## Records:
-- start --

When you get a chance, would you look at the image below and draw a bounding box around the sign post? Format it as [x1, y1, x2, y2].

-- end --
-- start --

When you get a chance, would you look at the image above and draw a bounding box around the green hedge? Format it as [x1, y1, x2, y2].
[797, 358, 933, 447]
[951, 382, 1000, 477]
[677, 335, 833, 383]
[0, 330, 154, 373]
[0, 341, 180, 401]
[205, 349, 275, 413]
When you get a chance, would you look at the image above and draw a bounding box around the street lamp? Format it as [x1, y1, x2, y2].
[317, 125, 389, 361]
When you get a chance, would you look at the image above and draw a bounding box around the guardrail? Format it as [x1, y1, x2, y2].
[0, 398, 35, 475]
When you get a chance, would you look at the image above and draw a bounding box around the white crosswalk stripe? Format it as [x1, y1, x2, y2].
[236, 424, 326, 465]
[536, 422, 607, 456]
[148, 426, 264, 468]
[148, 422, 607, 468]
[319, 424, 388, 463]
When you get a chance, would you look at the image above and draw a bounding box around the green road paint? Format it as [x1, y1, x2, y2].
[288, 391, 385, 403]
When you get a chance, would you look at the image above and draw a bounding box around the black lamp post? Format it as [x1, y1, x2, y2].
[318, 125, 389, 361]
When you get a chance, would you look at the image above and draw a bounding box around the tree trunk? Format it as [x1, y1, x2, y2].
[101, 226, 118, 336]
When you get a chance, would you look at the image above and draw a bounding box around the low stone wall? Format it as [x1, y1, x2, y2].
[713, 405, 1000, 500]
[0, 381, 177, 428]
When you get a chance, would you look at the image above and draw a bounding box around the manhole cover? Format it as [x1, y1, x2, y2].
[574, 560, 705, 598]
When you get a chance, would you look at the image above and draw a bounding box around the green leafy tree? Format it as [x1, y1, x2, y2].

-- end --

## Exercise aim:
Reproduce the stretch of records from the line containing "lamp? Format it as [x1, y1, x2, y2]." through the line containing "[288, 391, 385, 403]", keeping every character unchanged.

## Output below:
When you get a chance, would you look at the image above and draw a bounding box around the street lamp? Format it as [x1, y1, x2, y2].
[317, 125, 389, 361]
When you get a chance, would you look at the image above and draw a bounding box around the guardrail? Format it as [x1, y1, x2, y2].
[0, 398, 35, 475]
When you get a chance, would you look at the image above and draw a bounding box around the white crosswalk stripe? Format it as [x1, y1, x2, y2].
[236, 424, 326, 465]
[536, 422, 607, 456]
[148, 426, 264, 468]
[148, 422, 607, 468]
[319, 424, 388, 463]
When you get a chance, would you look at the image above and draw a bounding box around the green road paint? Format it as [x1, y1, x2, y2].
[288, 391, 385, 403]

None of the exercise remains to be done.